-- Begin --

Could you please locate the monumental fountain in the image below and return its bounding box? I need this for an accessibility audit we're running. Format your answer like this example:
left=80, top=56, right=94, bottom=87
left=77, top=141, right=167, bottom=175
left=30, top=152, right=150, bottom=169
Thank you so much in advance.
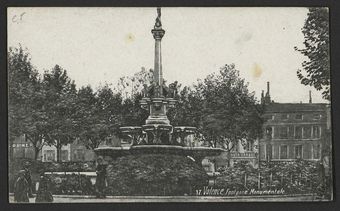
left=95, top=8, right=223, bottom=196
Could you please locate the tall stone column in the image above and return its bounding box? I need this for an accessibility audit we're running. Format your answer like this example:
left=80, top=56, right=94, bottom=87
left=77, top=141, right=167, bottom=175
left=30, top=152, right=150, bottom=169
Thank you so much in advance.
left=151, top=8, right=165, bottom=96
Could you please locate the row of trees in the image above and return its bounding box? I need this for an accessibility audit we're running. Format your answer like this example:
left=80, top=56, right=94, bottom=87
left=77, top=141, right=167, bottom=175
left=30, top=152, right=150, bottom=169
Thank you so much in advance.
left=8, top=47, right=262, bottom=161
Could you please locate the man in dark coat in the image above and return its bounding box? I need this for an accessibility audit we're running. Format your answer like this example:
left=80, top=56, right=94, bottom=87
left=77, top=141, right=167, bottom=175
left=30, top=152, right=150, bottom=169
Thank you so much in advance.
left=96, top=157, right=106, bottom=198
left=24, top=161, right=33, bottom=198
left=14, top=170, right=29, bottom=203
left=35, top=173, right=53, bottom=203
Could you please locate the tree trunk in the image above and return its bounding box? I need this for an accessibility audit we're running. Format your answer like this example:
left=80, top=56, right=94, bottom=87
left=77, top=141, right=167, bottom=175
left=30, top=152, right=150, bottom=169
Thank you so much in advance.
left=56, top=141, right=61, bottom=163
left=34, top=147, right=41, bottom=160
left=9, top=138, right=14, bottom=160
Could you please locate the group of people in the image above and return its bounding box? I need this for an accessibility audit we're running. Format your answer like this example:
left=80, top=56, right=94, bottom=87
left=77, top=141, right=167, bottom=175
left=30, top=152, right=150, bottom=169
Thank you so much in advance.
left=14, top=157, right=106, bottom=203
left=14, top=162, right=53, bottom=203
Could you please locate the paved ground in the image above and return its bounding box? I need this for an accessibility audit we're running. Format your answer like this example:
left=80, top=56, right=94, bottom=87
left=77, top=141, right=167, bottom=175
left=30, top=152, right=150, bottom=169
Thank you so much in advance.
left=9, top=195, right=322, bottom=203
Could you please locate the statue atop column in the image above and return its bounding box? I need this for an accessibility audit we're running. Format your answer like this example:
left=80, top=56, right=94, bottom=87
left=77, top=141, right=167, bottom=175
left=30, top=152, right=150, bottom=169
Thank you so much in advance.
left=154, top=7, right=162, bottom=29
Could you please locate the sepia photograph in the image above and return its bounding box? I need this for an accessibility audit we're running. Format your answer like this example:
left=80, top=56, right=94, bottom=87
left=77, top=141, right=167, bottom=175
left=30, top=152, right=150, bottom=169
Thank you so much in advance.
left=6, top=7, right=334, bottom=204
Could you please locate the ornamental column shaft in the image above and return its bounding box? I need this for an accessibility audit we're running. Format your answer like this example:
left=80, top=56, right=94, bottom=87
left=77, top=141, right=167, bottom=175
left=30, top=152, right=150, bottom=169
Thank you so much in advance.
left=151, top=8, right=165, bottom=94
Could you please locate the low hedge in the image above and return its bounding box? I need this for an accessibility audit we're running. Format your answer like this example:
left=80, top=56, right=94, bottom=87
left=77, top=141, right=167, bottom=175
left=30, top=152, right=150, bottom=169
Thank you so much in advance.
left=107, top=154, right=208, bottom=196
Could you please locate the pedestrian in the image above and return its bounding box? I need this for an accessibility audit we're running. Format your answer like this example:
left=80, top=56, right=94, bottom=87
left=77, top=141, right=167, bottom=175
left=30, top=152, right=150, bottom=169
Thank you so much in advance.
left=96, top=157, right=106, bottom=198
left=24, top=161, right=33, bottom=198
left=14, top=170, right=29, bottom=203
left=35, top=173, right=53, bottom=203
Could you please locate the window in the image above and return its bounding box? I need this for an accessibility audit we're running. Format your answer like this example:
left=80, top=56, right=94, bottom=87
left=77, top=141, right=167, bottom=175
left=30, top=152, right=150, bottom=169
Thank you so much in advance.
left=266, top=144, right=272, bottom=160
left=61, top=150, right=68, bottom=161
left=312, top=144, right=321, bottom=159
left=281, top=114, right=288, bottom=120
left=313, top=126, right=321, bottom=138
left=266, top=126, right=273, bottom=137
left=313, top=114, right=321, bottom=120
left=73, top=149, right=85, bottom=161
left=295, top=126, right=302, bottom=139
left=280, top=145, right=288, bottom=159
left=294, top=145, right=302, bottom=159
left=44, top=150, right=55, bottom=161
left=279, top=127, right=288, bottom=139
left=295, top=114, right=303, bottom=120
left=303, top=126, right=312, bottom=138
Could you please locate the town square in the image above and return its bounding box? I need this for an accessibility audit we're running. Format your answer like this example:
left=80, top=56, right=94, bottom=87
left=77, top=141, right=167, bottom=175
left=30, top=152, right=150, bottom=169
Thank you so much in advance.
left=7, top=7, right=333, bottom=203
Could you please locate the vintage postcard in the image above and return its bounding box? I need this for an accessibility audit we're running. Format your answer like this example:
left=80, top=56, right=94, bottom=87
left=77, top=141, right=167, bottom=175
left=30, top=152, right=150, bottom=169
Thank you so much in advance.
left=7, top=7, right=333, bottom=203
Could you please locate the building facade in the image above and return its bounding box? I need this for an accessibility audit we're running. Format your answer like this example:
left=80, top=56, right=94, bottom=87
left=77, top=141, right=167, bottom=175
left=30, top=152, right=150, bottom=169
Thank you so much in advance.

-- End --
-- Begin --

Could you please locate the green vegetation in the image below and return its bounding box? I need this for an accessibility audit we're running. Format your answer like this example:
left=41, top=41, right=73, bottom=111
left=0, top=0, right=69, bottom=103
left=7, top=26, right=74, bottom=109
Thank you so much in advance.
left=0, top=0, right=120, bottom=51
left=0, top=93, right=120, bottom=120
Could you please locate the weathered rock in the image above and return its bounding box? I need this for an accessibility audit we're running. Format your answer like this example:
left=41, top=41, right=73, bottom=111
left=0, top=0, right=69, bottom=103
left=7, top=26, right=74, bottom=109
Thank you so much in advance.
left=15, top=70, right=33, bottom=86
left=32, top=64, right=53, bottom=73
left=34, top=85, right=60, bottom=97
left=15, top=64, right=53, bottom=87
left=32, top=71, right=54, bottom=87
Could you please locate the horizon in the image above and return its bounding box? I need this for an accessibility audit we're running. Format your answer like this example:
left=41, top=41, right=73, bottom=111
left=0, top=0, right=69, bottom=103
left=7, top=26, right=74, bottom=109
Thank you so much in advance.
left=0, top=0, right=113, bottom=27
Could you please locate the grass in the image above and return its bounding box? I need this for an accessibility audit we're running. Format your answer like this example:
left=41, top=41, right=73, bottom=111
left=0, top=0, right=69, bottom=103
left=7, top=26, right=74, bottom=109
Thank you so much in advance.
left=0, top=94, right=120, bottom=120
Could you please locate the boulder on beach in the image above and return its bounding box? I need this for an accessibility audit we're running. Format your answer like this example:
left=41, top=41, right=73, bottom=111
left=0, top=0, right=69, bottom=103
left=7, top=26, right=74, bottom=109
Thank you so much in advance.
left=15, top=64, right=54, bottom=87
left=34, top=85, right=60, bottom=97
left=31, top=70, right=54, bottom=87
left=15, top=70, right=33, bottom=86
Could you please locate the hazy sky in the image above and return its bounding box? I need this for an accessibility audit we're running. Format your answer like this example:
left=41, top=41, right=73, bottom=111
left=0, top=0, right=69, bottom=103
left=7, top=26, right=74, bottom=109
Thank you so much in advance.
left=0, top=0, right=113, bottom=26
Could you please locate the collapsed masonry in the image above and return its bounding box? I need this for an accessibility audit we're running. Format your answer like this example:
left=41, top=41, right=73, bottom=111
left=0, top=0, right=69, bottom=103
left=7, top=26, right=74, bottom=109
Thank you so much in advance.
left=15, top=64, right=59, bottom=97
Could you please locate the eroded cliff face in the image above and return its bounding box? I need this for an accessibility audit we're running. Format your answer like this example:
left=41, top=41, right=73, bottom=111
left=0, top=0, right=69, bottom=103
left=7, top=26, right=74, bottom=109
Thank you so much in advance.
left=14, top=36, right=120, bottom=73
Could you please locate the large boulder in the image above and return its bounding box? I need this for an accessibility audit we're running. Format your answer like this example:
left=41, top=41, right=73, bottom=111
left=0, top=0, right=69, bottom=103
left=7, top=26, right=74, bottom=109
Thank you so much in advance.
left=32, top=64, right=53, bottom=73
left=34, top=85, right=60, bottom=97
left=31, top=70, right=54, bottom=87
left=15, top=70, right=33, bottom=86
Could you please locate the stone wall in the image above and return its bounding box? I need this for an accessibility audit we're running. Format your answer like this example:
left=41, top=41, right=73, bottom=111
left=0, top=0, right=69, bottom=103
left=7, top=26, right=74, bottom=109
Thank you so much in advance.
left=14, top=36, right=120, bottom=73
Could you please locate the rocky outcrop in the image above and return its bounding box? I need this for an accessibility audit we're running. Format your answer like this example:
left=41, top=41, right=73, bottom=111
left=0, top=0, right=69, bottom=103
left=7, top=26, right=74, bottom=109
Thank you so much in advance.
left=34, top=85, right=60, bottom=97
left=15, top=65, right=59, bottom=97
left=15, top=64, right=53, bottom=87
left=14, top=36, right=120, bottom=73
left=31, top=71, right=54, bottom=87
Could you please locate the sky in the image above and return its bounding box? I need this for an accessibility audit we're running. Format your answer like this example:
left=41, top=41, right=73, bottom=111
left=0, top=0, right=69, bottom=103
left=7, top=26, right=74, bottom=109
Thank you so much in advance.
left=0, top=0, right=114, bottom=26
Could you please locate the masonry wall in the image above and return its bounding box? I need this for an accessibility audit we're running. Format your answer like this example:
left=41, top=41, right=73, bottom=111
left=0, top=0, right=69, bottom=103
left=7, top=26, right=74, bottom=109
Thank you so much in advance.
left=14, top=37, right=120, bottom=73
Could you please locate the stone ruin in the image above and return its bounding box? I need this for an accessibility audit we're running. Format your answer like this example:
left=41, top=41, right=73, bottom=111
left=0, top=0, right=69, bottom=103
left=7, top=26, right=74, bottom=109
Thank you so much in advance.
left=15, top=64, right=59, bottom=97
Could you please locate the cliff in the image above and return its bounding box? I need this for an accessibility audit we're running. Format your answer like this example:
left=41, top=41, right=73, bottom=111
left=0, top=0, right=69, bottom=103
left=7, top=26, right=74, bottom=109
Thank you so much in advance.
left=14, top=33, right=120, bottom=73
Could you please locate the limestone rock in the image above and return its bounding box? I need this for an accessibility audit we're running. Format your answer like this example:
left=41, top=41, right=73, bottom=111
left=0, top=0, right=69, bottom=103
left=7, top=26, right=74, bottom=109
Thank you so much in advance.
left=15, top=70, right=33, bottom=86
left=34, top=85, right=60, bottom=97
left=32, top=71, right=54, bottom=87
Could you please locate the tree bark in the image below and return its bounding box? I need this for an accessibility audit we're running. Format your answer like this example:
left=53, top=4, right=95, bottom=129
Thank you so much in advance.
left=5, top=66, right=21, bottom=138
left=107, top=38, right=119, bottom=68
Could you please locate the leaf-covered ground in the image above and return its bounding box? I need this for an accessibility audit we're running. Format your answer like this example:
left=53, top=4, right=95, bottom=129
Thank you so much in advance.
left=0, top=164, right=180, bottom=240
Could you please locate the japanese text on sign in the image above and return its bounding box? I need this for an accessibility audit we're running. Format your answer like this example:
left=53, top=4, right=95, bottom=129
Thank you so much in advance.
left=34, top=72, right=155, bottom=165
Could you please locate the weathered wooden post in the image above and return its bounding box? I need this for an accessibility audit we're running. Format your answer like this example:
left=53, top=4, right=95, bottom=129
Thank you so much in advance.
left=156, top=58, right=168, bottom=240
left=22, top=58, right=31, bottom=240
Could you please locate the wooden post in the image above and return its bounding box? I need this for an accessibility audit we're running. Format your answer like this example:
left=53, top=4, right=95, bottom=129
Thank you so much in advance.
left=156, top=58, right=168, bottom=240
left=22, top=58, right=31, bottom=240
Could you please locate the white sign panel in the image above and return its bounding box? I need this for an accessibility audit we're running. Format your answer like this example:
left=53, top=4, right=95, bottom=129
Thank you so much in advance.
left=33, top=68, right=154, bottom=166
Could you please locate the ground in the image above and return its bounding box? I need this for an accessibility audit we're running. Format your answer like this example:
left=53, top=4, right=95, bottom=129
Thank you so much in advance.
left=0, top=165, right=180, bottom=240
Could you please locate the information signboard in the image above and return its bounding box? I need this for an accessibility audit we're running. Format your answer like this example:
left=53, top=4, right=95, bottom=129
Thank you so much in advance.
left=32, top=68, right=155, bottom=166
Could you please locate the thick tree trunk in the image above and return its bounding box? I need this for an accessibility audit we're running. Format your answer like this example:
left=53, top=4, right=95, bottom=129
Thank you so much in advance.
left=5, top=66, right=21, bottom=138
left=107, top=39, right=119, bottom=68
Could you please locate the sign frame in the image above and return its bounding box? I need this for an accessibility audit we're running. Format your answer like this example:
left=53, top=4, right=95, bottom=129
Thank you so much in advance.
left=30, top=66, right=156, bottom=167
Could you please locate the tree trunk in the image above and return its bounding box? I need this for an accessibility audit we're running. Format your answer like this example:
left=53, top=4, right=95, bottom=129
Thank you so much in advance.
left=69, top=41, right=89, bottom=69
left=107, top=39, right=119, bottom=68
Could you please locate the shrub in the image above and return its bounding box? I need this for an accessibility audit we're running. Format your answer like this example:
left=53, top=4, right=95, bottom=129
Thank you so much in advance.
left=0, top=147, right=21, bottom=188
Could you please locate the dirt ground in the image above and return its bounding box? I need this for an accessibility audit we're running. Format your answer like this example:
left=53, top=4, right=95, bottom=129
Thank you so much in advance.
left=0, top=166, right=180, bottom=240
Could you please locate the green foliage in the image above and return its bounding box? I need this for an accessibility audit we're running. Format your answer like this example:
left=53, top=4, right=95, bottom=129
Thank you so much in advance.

-- End --

Given request: Copy, with no changes, the lines of the listing from the one containing "Could you please locate the stone ruin" through the one containing "left=14, top=33, right=120, bottom=73", including both of those lines and nothing else.

Answer to this exercise:
Could you please locate the stone ruin in the image above and return its bounding box? I need this for an accessibility audit we're running. Format your answer like this example:
left=41, top=41, right=73, bottom=111
left=0, top=0, right=69, bottom=103
left=7, top=26, right=74, bottom=109
Thank you so much in advance.
left=15, top=64, right=59, bottom=97
Could you please locate the cliff in the image above and return its bounding box? I need this for an accessibility audit we're running. Format your answer like this example:
left=41, top=41, right=73, bottom=111
left=0, top=0, right=69, bottom=103
left=7, top=26, right=74, bottom=109
Thank you so much in advance.
left=14, top=33, right=120, bottom=73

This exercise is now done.